▶ **Try it**
Instruction for the entries that follow: retype exactly the lines from the line with "Target: grey slate roof" to the line with "Target: gabled dormer", both included, and omit all others.

▶ **Data extracts**

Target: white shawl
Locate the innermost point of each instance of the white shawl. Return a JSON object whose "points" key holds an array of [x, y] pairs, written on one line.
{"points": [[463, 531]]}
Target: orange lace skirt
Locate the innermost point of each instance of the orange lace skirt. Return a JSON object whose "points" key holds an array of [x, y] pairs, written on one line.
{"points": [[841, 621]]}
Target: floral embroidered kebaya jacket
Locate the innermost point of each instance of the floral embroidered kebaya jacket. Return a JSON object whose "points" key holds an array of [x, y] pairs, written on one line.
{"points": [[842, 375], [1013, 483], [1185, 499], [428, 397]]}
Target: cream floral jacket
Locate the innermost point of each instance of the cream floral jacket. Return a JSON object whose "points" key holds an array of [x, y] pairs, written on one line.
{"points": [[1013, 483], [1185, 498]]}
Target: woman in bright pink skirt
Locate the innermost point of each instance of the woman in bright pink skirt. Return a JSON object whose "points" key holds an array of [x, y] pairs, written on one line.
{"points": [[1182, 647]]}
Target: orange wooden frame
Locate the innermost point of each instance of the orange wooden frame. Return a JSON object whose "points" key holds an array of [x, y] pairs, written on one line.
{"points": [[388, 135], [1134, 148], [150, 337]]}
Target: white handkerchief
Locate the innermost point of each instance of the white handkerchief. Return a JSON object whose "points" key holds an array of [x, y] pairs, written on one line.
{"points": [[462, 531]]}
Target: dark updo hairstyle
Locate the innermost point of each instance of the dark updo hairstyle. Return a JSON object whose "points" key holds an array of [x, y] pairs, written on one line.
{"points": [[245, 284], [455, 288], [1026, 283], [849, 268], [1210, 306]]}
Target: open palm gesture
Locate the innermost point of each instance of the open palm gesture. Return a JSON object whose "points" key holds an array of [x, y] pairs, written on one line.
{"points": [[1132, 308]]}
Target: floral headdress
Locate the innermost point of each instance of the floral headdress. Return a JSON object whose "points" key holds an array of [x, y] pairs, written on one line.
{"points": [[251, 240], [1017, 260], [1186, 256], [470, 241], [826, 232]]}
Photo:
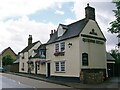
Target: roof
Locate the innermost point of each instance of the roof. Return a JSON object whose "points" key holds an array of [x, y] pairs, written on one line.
{"points": [[26, 49], [72, 30], [7, 49], [109, 57]]}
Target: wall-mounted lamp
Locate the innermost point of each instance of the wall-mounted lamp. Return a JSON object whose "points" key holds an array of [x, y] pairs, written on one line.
{"points": [[69, 44]]}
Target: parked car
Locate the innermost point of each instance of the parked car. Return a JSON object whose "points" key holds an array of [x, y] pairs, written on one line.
{"points": [[2, 69]]}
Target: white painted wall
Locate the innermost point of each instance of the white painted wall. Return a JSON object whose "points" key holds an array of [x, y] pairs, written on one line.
{"points": [[71, 58], [60, 31], [96, 52], [26, 54]]}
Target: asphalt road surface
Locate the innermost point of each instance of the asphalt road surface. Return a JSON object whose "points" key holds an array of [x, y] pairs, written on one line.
{"points": [[13, 81]]}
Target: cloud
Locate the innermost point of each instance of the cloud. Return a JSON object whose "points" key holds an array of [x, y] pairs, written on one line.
{"points": [[59, 12], [10, 8], [15, 32], [104, 16]]}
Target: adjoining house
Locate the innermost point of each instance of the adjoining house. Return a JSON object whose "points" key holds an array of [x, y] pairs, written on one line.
{"points": [[77, 50], [6, 52], [119, 42], [110, 65], [38, 61], [26, 53]]}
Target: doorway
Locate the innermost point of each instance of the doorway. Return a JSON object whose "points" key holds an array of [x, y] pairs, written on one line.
{"points": [[35, 68], [48, 69]]}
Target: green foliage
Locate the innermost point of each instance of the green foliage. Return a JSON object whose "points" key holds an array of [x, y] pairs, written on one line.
{"points": [[7, 60], [115, 25], [116, 55]]}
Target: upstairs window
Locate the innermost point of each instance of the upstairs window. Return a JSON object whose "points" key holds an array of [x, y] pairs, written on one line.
{"points": [[62, 45], [60, 66], [85, 59]]}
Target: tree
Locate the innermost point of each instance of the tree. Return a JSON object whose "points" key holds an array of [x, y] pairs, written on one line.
{"points": [[115, 54], [115, 25], [7, 60]]}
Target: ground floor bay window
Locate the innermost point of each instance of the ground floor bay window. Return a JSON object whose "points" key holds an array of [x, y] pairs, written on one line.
{"points": [[60, 66]]}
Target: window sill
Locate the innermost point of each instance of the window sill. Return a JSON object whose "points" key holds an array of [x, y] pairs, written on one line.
{"points": [[60, 72]]}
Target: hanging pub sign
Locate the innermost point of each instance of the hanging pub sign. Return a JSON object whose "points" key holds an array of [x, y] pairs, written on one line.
{"points": [[92, 41]]}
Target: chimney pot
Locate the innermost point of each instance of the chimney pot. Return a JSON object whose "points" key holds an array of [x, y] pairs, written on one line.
{"points": [[30, 40]]}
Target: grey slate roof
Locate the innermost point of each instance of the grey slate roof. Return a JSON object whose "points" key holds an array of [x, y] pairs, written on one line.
{"points": [[72, 30], [29, 47], [109, 57]]}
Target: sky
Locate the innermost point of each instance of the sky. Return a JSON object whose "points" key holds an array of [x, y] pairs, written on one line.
{"points": [[21, 18]]}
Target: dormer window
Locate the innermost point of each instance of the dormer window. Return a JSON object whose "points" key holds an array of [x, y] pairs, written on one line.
{"points": [[62, 45], [56, 47], [61, 29]]}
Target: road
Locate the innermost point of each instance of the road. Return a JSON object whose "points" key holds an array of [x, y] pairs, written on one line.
{"points": [[13, 81]]}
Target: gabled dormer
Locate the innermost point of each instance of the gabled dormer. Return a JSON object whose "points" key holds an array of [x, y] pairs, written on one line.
{"points": [[61, 29]]}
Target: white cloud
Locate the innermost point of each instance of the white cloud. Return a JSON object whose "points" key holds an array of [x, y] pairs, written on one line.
{"points": [[59, 12], [104, 16], [12, 8], [15, 33]]}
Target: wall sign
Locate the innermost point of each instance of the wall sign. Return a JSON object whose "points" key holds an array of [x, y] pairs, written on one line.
{"points": [[92, 41]]}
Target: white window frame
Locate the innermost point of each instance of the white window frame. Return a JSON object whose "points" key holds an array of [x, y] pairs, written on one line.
{"points": [[60, 66], [59, 49]]}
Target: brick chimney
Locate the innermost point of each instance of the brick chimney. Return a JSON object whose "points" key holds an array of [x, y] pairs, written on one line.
{"points": [[30, 40], [89, 12], [51, 33]]}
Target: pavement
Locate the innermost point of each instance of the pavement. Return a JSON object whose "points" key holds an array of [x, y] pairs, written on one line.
{"points": [[113, 82]]}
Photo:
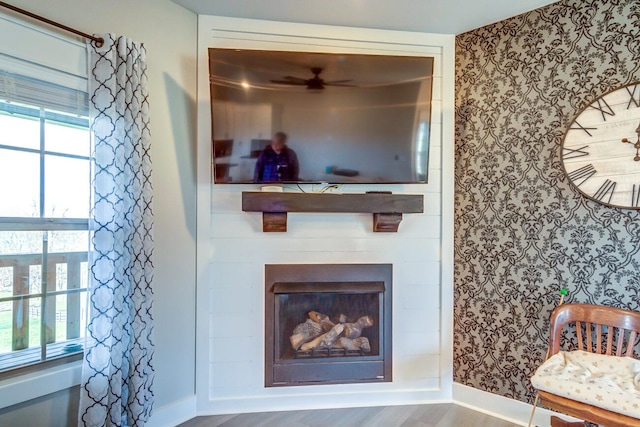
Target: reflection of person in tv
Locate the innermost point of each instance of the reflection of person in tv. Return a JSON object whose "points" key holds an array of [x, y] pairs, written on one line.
{"points": [[277, 162]]}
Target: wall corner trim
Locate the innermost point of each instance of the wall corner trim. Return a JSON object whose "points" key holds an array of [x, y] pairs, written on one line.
{"points": [[174, 413], [511, 410]]}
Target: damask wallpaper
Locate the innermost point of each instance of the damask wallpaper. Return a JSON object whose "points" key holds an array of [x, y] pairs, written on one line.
{"points": [[522, 232]]}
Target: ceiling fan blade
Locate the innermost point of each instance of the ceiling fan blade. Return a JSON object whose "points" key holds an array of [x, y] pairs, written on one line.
{"points": [[295, 79], [289, 82], [338, 81]]}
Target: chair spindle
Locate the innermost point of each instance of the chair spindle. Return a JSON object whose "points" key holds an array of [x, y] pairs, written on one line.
{"points": [[631, 343], [621, 333], [579, 334], [610, 332]]}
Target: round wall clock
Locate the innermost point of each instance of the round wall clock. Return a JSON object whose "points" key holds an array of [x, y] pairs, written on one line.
{"points": [[601, 149]]}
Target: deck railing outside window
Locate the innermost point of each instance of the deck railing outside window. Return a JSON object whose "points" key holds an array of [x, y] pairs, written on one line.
{"points": [[44, 233]]}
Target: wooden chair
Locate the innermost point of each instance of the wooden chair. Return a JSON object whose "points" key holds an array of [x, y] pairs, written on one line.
{"points": [[592, 318]]}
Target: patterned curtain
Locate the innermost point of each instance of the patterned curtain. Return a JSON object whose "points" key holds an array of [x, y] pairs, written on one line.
{"points": [[118, 372]]}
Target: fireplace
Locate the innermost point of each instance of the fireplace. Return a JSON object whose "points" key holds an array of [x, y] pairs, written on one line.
{"points": [[327, 324]]}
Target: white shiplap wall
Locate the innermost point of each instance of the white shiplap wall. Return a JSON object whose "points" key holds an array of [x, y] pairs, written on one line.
{"points": [[232, 250]]}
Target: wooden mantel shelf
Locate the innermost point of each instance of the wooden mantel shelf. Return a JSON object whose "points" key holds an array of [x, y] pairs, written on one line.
{"points": [[387, 208]]}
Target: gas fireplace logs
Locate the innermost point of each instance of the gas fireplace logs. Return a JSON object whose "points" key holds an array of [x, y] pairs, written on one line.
{"points": [[319, 332]]}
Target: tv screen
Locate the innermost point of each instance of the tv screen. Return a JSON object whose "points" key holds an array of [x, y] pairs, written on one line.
{"points": [[319, 117]]}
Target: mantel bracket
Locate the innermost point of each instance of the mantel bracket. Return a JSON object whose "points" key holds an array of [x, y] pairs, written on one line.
{"points": [[387, 208]]}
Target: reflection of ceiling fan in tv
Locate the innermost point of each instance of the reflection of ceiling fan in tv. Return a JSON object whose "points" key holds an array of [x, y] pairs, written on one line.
{"points": [[314, 83]]}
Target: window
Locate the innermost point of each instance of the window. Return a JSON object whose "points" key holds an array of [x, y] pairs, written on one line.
{"points": [[44, 205]]}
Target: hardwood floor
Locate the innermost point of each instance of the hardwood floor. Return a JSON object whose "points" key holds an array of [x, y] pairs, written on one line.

▶ **Solved exercise**
Target: grey slate roof
Locate the innermost point of each instance of the grey slate roof. Return a JSON object whose "points" key holds an array of [x, y] pairs, written on one line.
{"points": [[72, 30], [29, 47], [109, 57]]}
Target: sky
Locate the innermost point of each instance of the sky. Return a JSON object whose "points" key holds an array of [x, y] pairs, written on one line.
{"points": [[21, 18]]}
Target: dormer window
Locate the innermost point of each instance of the dormer window. Return a JSON object whose "points" key holds an array of [x, y] pairs, written on one line.
{"points": [[62, 45], [56, 47], [61, 29]]}
Target: road
Locate the innermost point of each instance of the road. Return a JSON object whose "points" key holds an array of [x, y] pairs, written on one line.
{"points": [[13, 81]]}
Target: gabled dormer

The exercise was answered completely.